*** Data to use Section Begins ***

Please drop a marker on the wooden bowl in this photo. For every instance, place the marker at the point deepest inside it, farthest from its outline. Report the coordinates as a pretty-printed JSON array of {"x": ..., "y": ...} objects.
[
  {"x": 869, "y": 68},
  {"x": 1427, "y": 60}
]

*** Data to use Section Ends ***

Instructions to follow: Your answer should be every entry above, repeated exactly.

Solution:
Please drop a marker on the wooden bowl in this photo. For every instance, place the marker at the point deepest inside it, farthest from its outline. Report the coordinates as a pretty-printed JSON array of {"x": ..., "y": ...} objects.
[
  {"x": 869, "y": 68},
  {"x": 1427, "y": 60}
]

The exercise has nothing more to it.